**SELECTED TEXT**
--
By Guest contributor 15 July 2013

By Jenny North, Director of Policy & Strategy for Impetus – The Private Equity Foundation.  

It doesn’t take long to become inured to big numbers. If you’d been told 5 years ago that between 2011/12 and 2017/18 Local Authority spending power would decrease by 50%, you’d have been shocked – wouldn’t you? But when the recent Comprehensive Spending Review for 2015-16 announced a further 10% cuts to LA budgets, in addition to the 33% already imposed, it made front page news only briefly.

The speed and scale of these cuts is unprecedented. And voluntary sector organisations delivering services under local authority contracts, or in receipt of grants, will not escape their effects. NCVO estimates that charities’ income from government will be 12% lower by 2017/18, and many will experience far greater falls in funding.

The new report from Impetus – The Private Equity Foundation, Beating the Cuts, illustrates the reality of that drop in income for charities. Based on the experiences of two of our portfolio organisations, Street League and Teens & Toddlers, both of whom lost sizeable income streams around 2010, the report demonstrates how to build resilience in the face of cuts.

The funding we provided to these organisations was not enough to mitigate the end of a government strategy which had seen contracting or grant opportunities proliferate. In these circumstances, the management support and pro bono expertise that Impetus-PEF supplied were far more critical. Although both charities faced specific challenges, principles emerged that any organisation could use as a guide:

  • As Diana Whitmore, Chief Executive of Teens & Toddlers, says: ‘You have to keep refining and strengthening the funding proposition.’ This is not about bending your offer to fit any commissioner’s priorities. It requires a strong focus on outcomes and evaluation. Knowing what your service actually achieves allows you to identify new commissioning and grant opportunities in a changing policy environment.
--
**TASKS TO PERFORM**
1/ List every percentage figure that appears in the post on funding cuts.
2/ Transcribe the post on funding cuts from "By Guest contributor" to "news only briefly.".
3/ In the post on funding cuts, what is the title of the new report from Impetus – The Private Equity Foundation?

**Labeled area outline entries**
--
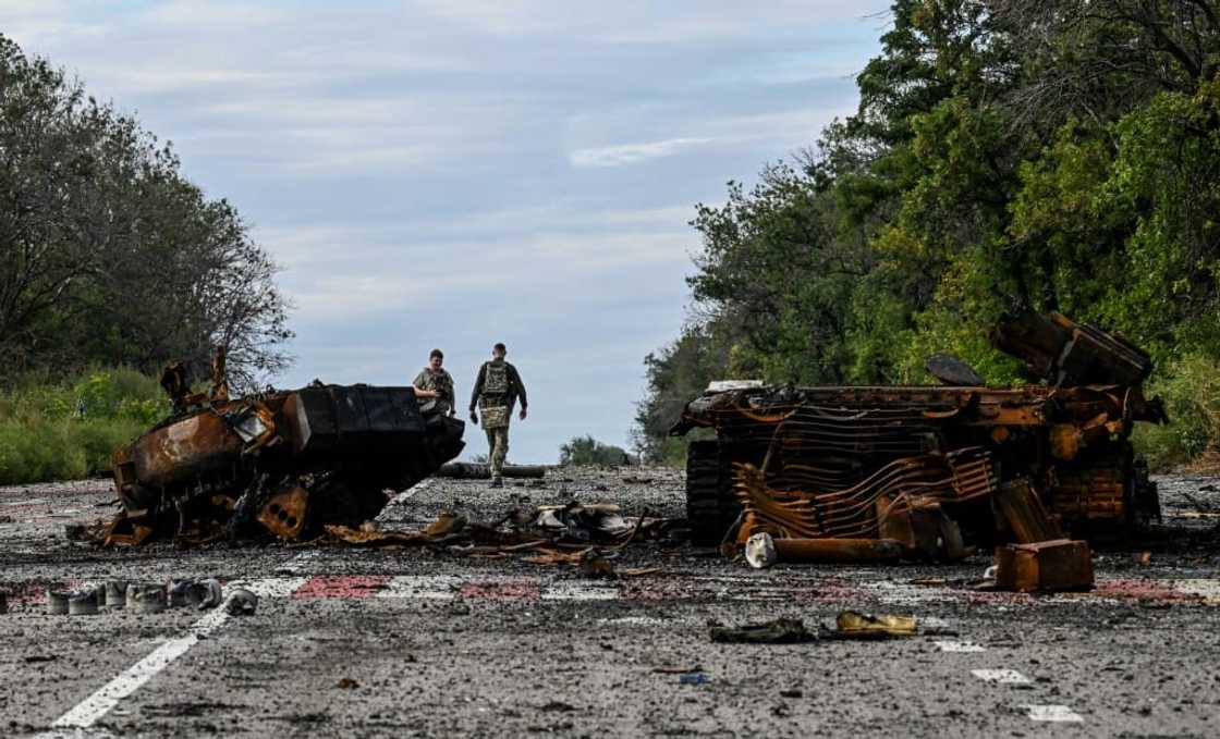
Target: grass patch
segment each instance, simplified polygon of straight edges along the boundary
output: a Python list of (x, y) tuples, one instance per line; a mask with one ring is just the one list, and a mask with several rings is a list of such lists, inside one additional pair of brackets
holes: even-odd
[(102, 474), (116, 449), (168, 413), (156, 378), (124, 367), (22, 378), (0, 391), (0, 484)]

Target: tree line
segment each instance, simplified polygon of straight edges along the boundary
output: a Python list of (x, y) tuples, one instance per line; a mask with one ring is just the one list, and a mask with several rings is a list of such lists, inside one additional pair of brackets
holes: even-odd
[(697, 206), (689, 320), (644, 360), (644, 459), (681, 459), (665, 430), (711, 379), (921, 383), (948, 352), (1021, 382), (987, 340), (1020, 306), (1148, 350), (1185, 419), (1171, 452), (1202, 451), (1220, 411), (1220, 2), (898, 0), (889, 21), (854, 115)]
[(171, 360), (203, 377), (223, 346), (249, 389), (289, 361), (276, 271), (168, 143), (0, 35), (0, 383)]

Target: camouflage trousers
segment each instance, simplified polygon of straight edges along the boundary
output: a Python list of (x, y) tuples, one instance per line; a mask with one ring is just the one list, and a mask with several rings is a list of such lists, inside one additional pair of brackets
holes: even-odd
[(492, 479), (504, 474), (504, 459), (509, 456), (509, 427), (484, 428), (487, 434), (487, 463), (492, 469)]

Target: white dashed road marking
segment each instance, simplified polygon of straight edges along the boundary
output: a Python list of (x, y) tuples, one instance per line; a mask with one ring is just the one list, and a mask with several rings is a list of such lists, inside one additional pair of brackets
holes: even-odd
--
**OUTPUTS FOR THE TASKS**
1/ 50%, 10%, 33%, 12%

2/
By Guest contributor 15 July 2013

By Jenny North, Director of Policy & Strategy for Impetus – The Private Equity Foundation.  

It doesn’t take long to become inured to big numbers. If you’d been told 5 years ago that between 2011/12 and 2017/18 Local Authority spending power would decrease by 50%, you’d have been shocked – wouldn’t you? But when the recent Comprehensive Spending Review for 2015-16 announced a further 10% cuts to LA budgets, in addition to the 33% already imposed, it made front page news only briefly.

3/ Beating the Cuts